--- What you will do ---
1. In the passage on aging, what are all the things whose significance the narrator says it is to have?
2. Can you reproduce the passage on aging word for word, from "It becomes increasingly" up to and including "haunting, I think."?

**** Provided passage ****

Isn’t childhood difficult for everyone?
It becomes increasingly evident that how we age is not simply a matter of frailty and failing bodies, wandering minds. It’s about who is by our side as we age, and what rises to the surface in each of us. I think about this frequently. The significance of having support, company and a reliable network of family and friends. I think about it as friends from Dad’s past hove into view. Dad and Mum aren’t as social now. I have tried in vain many times to take them to visit old friends, the ones who marked their early memories in Sydney, as has my brother Hossam, who frequently spends time with my parents. Sometimes they seem keen, other times Dad evades the suggestion. He’s locked into the present and the past is haunting, I think.
Still, daughters of Dad’s friends increasingly reach out to me on Facebook. And one day, a friend of my father, Abu Jamal*, calls me on my mobile. ‘Do you know who I am?’ he says in Arabic, his kind voice immediately familiar.
‘Yes,’ I tell him.
Abu Jamal has tried to reach my father and, having no luck, has called me instead.

**** Record extracts ****

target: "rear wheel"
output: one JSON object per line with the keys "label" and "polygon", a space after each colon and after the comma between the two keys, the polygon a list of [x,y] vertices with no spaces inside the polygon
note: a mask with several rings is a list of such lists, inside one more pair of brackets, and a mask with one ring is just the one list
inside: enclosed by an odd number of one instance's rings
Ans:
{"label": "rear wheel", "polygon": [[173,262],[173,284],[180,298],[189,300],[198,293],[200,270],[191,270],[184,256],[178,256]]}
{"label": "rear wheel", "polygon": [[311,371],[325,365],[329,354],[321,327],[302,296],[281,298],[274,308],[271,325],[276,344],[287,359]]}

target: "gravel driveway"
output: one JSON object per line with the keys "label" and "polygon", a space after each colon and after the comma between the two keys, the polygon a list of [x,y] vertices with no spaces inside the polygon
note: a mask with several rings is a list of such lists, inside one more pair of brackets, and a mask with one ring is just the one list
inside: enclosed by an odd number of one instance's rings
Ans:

****

--- Solutions for each task ---
1.
- support
- company
- a reliable network of family and friends

2.
It becomes increasingly evident that how we age is not simply a matter of frailty and failing bodies, wandering minds. It’s about who is by our side as we age, and what rises to the surface in each of us. I think about this frequently. The significance of having support, company and a reliable network of family and friends. I think about it as friends from Dad’s past hove into view. Dad and Mum aren’t as social now. I have tried in vain many times to take them to visit old friends, the ones who marked their early memories in Sydney, as has my brother Hossam, who frequently spends time with my parents. Sometimes they seem keen, other times Dad evades the suggestion. He’s locked into the present and the past is haunting, I think.